• _Stated exercise_: Find every line in the data below that contains the string "green", and copy each one in full. Case counts.

:::

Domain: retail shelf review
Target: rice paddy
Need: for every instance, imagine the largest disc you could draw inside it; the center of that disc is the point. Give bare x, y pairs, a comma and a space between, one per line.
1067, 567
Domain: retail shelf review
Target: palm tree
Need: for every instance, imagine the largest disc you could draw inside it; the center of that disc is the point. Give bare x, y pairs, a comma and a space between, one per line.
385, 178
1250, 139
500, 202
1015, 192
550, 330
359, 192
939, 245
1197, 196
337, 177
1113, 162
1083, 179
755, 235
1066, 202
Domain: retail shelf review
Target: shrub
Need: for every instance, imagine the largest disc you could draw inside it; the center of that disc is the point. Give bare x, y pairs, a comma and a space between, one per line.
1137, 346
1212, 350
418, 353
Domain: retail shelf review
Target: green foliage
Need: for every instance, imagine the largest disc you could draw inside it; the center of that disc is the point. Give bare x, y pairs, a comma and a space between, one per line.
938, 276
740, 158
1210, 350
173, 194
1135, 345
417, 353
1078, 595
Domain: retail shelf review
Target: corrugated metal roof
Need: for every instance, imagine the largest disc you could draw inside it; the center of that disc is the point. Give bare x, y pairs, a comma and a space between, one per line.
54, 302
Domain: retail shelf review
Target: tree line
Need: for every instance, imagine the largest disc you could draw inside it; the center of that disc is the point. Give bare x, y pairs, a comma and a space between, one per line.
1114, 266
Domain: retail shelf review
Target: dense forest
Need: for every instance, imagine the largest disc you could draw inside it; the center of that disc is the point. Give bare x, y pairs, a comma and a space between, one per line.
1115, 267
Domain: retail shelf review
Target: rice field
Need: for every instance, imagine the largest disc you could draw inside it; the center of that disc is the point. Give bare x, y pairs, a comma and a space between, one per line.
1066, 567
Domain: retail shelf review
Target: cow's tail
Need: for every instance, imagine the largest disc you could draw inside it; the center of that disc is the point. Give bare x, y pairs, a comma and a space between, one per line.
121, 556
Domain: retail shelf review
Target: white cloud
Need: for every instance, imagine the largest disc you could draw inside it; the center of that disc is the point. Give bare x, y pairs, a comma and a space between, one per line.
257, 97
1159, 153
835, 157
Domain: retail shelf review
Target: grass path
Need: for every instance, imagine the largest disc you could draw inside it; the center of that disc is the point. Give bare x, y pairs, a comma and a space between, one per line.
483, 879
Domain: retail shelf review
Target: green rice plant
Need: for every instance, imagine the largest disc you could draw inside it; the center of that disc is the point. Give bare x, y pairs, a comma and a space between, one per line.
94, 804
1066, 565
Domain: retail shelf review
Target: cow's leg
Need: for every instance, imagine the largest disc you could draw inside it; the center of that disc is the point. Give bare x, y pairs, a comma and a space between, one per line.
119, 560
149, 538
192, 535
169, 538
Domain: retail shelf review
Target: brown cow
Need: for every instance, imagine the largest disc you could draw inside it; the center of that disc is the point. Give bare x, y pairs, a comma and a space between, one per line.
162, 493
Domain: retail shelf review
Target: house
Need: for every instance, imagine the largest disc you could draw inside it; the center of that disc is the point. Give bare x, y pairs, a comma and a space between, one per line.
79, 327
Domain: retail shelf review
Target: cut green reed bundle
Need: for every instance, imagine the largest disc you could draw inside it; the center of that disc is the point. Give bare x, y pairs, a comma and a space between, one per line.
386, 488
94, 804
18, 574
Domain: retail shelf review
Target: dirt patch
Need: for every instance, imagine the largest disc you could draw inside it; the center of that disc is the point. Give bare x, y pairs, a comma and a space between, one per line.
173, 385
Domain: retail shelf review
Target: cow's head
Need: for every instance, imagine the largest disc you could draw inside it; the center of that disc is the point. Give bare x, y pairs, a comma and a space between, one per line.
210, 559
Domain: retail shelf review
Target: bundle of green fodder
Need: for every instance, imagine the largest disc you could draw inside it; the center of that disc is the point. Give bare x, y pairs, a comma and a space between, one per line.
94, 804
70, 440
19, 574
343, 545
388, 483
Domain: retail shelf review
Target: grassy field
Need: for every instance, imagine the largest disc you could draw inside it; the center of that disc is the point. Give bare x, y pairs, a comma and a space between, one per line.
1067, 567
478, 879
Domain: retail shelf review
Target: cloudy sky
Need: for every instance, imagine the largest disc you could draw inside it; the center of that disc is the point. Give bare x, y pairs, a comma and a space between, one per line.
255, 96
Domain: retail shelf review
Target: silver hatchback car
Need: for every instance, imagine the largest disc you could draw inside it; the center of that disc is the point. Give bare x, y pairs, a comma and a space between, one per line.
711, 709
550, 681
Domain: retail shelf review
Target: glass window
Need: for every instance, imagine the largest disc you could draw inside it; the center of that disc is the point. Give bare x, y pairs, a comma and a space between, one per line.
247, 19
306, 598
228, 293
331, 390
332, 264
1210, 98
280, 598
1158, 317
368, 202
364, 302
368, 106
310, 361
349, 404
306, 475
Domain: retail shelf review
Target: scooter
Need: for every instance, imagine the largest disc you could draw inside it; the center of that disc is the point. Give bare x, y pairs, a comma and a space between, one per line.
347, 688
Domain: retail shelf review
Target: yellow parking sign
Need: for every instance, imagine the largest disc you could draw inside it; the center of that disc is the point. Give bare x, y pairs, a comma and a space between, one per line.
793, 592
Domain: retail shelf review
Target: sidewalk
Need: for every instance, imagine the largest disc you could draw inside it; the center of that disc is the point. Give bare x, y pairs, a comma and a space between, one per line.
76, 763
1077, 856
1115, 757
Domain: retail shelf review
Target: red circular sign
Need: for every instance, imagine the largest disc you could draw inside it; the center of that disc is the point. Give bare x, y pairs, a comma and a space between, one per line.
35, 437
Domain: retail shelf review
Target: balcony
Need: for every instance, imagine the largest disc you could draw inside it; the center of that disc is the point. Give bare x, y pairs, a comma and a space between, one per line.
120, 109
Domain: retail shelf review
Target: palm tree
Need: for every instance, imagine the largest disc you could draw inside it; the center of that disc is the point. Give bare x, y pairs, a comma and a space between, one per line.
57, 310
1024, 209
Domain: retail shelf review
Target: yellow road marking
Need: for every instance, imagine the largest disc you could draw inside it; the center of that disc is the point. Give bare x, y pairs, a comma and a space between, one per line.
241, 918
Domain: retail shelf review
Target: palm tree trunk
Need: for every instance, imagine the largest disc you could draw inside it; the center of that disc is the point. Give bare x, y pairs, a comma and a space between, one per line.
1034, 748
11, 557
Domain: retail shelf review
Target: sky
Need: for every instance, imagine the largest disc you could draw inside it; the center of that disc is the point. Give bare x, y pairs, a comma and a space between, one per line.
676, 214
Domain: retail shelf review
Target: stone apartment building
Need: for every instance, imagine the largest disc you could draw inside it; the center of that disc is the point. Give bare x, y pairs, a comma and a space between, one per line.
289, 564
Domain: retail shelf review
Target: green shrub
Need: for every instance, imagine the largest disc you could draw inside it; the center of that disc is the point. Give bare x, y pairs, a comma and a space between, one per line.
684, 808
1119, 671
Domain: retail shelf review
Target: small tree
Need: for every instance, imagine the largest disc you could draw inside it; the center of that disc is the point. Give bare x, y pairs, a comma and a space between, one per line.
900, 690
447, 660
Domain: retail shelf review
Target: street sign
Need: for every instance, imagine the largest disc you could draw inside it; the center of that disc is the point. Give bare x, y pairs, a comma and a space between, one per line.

:::

• _Answer to the exercise_:
Target: green foliage
Target: green rice plant
Target: cut green reed bundle
Target: bundle of green fodder
Target: green shrub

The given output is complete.